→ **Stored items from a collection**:
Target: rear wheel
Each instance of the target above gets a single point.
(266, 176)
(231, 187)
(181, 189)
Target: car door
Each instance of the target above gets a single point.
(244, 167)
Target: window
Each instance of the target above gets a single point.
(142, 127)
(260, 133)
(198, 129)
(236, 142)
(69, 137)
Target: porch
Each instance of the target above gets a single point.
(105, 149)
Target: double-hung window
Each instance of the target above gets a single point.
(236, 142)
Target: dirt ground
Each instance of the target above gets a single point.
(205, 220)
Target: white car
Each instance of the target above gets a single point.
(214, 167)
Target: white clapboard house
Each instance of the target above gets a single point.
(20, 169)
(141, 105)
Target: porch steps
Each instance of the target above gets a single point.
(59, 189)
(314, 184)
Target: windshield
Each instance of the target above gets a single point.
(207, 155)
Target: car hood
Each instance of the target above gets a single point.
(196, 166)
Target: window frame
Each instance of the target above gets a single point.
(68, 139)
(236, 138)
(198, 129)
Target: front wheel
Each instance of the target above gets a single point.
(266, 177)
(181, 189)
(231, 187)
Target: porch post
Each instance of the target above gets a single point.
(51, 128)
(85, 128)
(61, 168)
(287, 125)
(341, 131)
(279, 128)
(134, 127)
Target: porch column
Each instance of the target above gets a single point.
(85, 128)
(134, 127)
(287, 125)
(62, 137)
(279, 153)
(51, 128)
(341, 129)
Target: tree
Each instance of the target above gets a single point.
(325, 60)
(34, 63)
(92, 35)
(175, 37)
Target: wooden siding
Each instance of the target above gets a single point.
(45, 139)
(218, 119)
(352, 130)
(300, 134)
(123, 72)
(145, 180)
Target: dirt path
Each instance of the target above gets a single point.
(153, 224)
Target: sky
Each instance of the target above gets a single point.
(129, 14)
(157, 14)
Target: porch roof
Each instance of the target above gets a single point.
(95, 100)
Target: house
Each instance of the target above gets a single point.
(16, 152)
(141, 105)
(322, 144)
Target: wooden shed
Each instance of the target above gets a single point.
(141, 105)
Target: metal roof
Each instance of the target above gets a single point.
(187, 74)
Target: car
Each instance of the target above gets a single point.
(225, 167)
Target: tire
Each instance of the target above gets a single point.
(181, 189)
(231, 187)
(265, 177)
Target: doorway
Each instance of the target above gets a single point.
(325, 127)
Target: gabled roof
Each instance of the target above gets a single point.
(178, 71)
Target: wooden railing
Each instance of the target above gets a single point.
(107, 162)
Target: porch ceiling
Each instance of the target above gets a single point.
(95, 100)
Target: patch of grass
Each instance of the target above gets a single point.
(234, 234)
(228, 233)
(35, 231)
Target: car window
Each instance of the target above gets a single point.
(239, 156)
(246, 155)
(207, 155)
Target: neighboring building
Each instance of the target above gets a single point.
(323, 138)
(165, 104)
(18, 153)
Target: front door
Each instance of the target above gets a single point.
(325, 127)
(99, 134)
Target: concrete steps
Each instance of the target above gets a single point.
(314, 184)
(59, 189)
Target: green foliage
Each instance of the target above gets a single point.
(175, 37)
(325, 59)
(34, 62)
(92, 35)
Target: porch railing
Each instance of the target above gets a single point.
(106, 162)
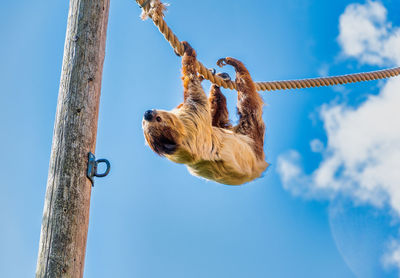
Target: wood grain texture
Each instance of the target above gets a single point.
(66, 209)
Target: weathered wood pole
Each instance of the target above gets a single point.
(66, 209)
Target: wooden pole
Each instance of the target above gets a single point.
(66, 209)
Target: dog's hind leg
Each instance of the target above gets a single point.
(193, 93)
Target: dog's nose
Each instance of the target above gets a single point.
(149, 115)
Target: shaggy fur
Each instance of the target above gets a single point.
(198, 132)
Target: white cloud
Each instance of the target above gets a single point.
(361, 159)
(316, 145)
(366, 35)
(362, 155)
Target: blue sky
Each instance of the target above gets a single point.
(150, 217)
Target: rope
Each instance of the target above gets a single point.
(154, 9)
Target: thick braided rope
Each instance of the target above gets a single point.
(158, 19)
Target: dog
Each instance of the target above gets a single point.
(198, 133)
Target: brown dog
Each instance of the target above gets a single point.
(198, 133)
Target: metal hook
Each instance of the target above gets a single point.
(92, 167)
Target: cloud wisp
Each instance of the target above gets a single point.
(362, 153)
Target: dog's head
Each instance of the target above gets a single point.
(163, 131)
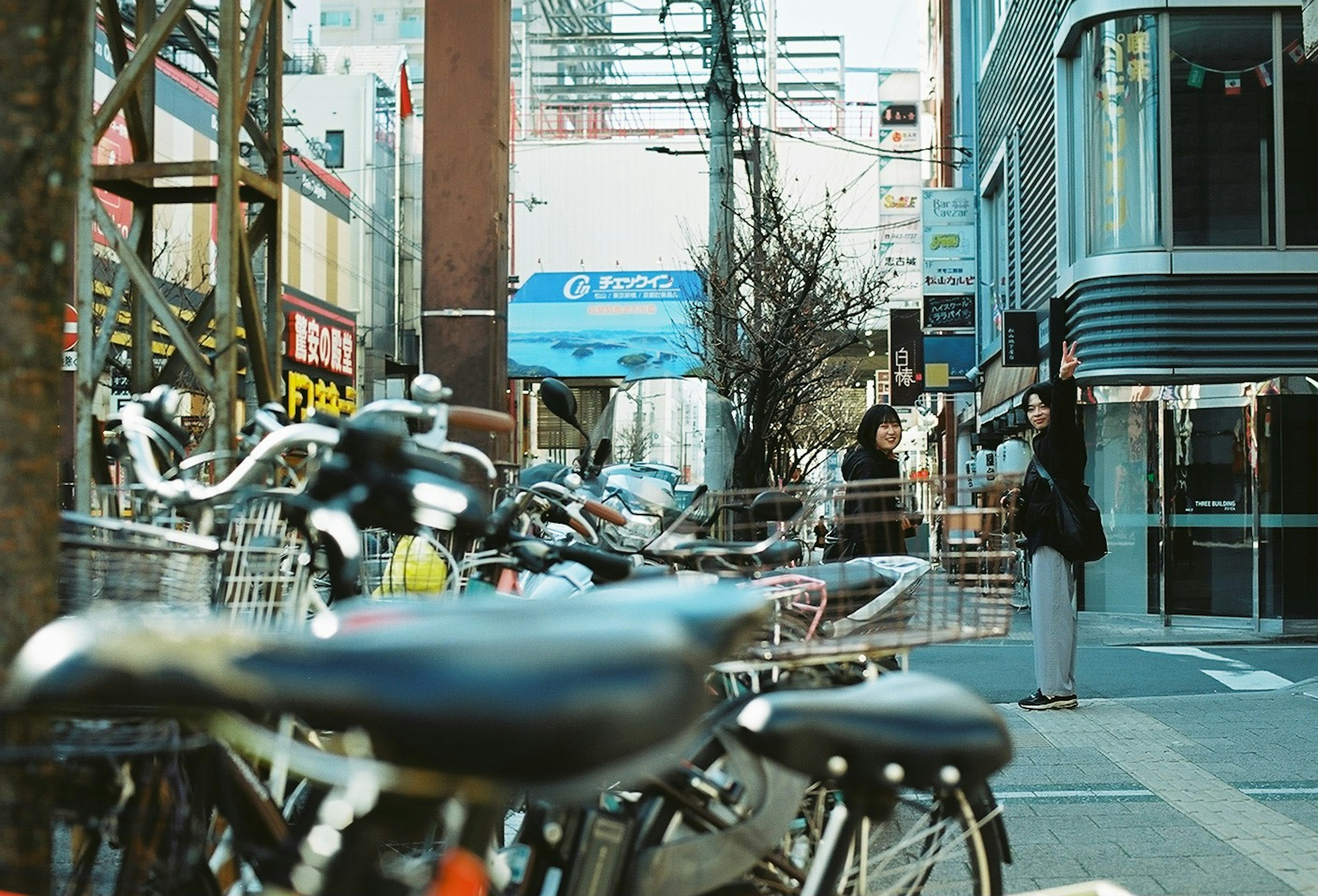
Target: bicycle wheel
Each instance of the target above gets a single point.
(938, 844)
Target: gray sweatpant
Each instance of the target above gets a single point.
(1052, 615)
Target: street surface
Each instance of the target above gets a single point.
(1188, 767)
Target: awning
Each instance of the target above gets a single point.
(1004, 385)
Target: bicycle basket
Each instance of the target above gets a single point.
(107, 559)
(265, 567)
(953, 583)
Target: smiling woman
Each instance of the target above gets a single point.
(873, 520)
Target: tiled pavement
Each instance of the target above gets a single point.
(1213, 794)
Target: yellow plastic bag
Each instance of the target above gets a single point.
(416, 567)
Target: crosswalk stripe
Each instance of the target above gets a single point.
(1250, 680)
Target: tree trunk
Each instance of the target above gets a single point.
(44, 53)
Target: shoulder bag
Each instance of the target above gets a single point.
(1079, 524)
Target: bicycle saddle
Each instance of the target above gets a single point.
(864, 588)
(512, 691)
(774, 554)
(921, 723)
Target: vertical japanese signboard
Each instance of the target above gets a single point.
(906, 356)
(899, 243)
(1019, 339)
(949, 242)
(948, 288)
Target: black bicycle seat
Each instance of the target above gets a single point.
(774, 554)
(918, 721)
(513, 691)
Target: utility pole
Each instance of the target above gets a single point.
(721, 94)
(466, 203)
(44, 48)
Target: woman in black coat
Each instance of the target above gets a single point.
(874, 522)
(1060, 450)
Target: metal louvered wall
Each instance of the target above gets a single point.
(1194, 329)
(1018, 108)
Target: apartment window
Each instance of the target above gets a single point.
(1224, 184)
(411, 27)
(1122, 135)
(334, 149)
(1300, 133)
(338, 19)
(1176, 139)
(994, 294)
(990, 15)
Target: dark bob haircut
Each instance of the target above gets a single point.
(1043, 389)
(877, 416)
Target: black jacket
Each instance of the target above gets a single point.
(872, 516)
(1062, 450)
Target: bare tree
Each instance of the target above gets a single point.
(633, 442)
(44, 49)
(774, 338)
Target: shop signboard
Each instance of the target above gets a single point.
(906, 356)
(321, 359)
(1019, 339)
(631, 325)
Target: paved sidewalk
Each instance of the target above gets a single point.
(1213, 794)
(1122, 630)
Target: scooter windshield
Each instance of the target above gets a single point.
(675, 433)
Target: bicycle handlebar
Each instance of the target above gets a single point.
(189, 492)
(480, 418)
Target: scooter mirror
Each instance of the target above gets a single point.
(774, 507)
(560, 401)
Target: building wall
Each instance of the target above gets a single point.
(314, 205)
(1199, 403)
(1017, 107)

→ **Exercise details**:
Each entry gets copied exactly; the pictures stay out.

→ **Complete output**:
Target: rear wheel
Each instance of the target above gets a single point.
(266, 176)
(231, 187)
(181, 189)
Target: car door
Each instance of the target above gets a single point.
(244, 167)
Target: window
Each instance of the target above gets a single point.
(142, 127)
(260, 133)
(198, 129)
(236, 142)
(69, 137)
Target: porch
Each instance of the target above gets a single point.
(105, 149)
Target: double-hung window
Each instance of the target above gets a single point.
(236, 142)
Target: dirt ground
Each instance of the target above gets a single point.
(205, 220)
Target: white car
Each instance of the target above gets a single point.
(214, 167)
Target: white clapboard house
Each instance of the target above gets a single point.
(20, 169)
(141, 105)
Target: porch steps
Each instance of the target above gets a single point.
(59, 189)
(314, 184)
Target: windshield
Each instance of the target above gets a single point.
(207, 155)
Target: car hood
Each instance of the target above gets a single point.
(196, 166)
Target: window frame
Each instance of the target above gets a single point.
(68, 139)
(236, 138)
(198, 129)
Target: front wheel
Each instance of the target above gets a single point.
(266, 177)
(181, 189)
(231, 187)
Target: porch post
Each instance of the target above gets a single point.
(51, 128)
(85, 128)
(61, 168)
(287, 125)
(341, 131)
(279, 128)
(134, 127)
Target: porch column
Each instance of the target above gets a single point.
(85, 128)
(134, 127)
(287, 125)
(62, 137)
(279, 153)
(51, 128)
(341, 129)
Target: tree
Each instance of the target above gets a single point.
(325, 60)
(34, 63)
(92, 35)
(175, 37)
Target: wooden siding
Each instance of the target above gets a single point.
(45, 139)
(218, 119)
(352, 130)
(300, 134)
(123, 72)
(145, 180)
Target: dirt path
Each instance of the target above gets a single point.
(153, 224)
Target: sky
Each instance of the target above gets a single point.
(129, 14)
(157, 14)
Target: porch roof
Each instance of the target above gets a single point.
(95, 100)
Target: house
Each instance of the target above gets a single point.
(16, 152)
(141, 105)
(322, 144)
Target: wooden shed
Each instance of the target above gets a single point.
(141, 105)
Target: metal roof
Each instance of the target above gets a single point.
(187, 74)
Target: car
Each instance of the target above gets a single point.
(225, 167)
Target: tire
Each instance of the target above gets a single point.
(181, 189)
(231, 187)
(265, 177)
Target: doorway
Each instance of the target above gets a single point.
(325, 127)
Target: gabled roof
Each instance of the target above gets a single point.
(178, 71)
Target: wooden railing
Each instance of the target above gets a single point.
(107, 162)
Target: porch ceiling
Each instance of the target above gets a single point.
(95, 100)
Target: patch of grass
Each instance of the target above gets a single point.
(234, 234)
(228, 233)
(35, 231)
Target: car window
Each instance of the target above gets a single point.
(239, 156)
(246, 155)
(207, 155)
Target: neighboring building
Each instance of the target above gets a single point.
(323, 138)
(165, 104)
(18, 153)
Target: front door
Each instance of the target above gets a single point.
(325, 127)
(99, 134)
Target: concrete steps
Each instance of the target above gets a single point.
(314, 184)
(59, 189)
Target: green foliage
Each instance of the target above gets a single point.
(175, 37)
(325, 59)
(34, 62)
(92, 35)
Target: porch railing
Each instance of the target above gets a single point.
(106, 162)
Target: wood grain texture
Each instance of the target above gets a single point.
(66, 209)
Target: weathered wood pole
Each instance of the target above gets a single point.
(66, 209)
Target: wooden pole
Each instance of the target above gets a single point.
(66, 209)
Target: dog's hind leg
Each instance of the target above gets a single point.
(193, 93)
Target: dog's nose
Each instance of the target above gets a single point.
(149, 115)
Target: shaggy fur
Each instance of the target above gets a single point.
(198, 132)
Target: white cloud
Each instance of the target above gets a single point.
(361, 159)
(316, 145)
(366, 35)
(362, 155)
Target: blue sky
Each instance of the target above gets a single point.
(150, 217)
Target: rope
Each instance of the target above gets a single point.
(154, 9)
Target: thick braided rope
Each instance of the target above gets a single point.
(158, 19)
Target: dog
Each instance of the target above gets a single point.
(198, 133)
Target: brown dog
Each instance of the target above gets a single point.
(198, 133)
Target: metal hook
Each instance of the target above gets a single point.
(92, 167)
Target: cloud wisp
Each instance of the target above gets a single point.
(362, 153)
Target: dog's head
Each instance of the target above gets a single point.
(163, 131)
Target: bicycle wheel
Each instance of the target above gets a single point.
(938, 844)
Target: gray sweatpant
Each instance of the target above gets a single point.
(1052, 615)
Target: street surface
Each instance of the target above gets a single point.
(1188, 767)
Target: awning
Each instance of the target above gets a single point.
(1004, 385)
Target: bicycle basket
Each instance of the target above gets a single point.
(107, 559)
(265, 567)
(953, 583)
Target: smiling woman
Each instance of the target above gets a single point.
(873, 520)
Target: tiled pavement
Each instance of the target above gets a single point.
(1213, 794)
Target: yellow plastic bag
Each instance of the target above gets a single point.
(416, 567)
Target: crosswalk stripe
Each instance of the target above gets a single point.
(1250, 680)
Target: tree trunk
Each instance of the target above gets a single point.
(44, 53)
Target: shoulder bag
Each instance of the target above gets a single point.
(1079, 524)
Target: bicycle saddle
Each instance of the target above gets a single point.
(864, 588)
(512, 691)
(774, 554)
(921, 723)
Target: vertical japanese signboard
Each instance of the target above gets a single point.
(906, 356)
(899, 243)
(1019, 339)
(949, 242)
(948, 288)
Target: black bicycle seat
Each instance of the target above gets a single point.
(774, 554)
(918, 721)
(513, 691)
Target: utility pole
Each instance of the target above gets a single point.
(721, 94)
(466, 203)
(44, 48)
Target: woman in black coat
Each instance of the target above gets a single point.
(874, 522)
(1060, 450)
Target: metal louvered wall
Each instance of the target above gets a single point.
(1194, 329)
(1018, 108)
Target: apartment window
Each instance of the target above gets a single point.
(1224, 184)
(411, 27)
(1122, 135)
(334, 149)
(1300, 133)
(338, 19)
(1176, 139)
(994, 294)
(990, 15)
Target: dark bob haircut
Each instance of the target above gets a single point.
(1043, 389)
(877, 416)
Target: black jacket
Each instance of the target above gets a single point.
(872, 516)
(1062, 450)
Target: bare tree
Each instance of the target above gets a single point.
(633, 442)
(44, 49)
(774, 338)
Target: shop signboard
Each instance of the target above gets a single point.
(906, 356)
(321, 359)
(1019, 339)
(631, 325)
Target: paved sidewalk
Each instance of the target above gets a single point.
(1213, 794)
(1122, 630)
Target: scooter windshield
Each instance of the target above gets a single point.
(675, 433)
Target: bicycle handlebar
Each instance of the target above gets a single point.
(189, 492)
(480, 418)
Target: scooter mirror
Each instance of the target above gets a single point.
(774, 507)
(560, 401)
Target: building wall
Each instance of the target above gets a single point.
(314, 205)
(1199, 403)
(1017, 107)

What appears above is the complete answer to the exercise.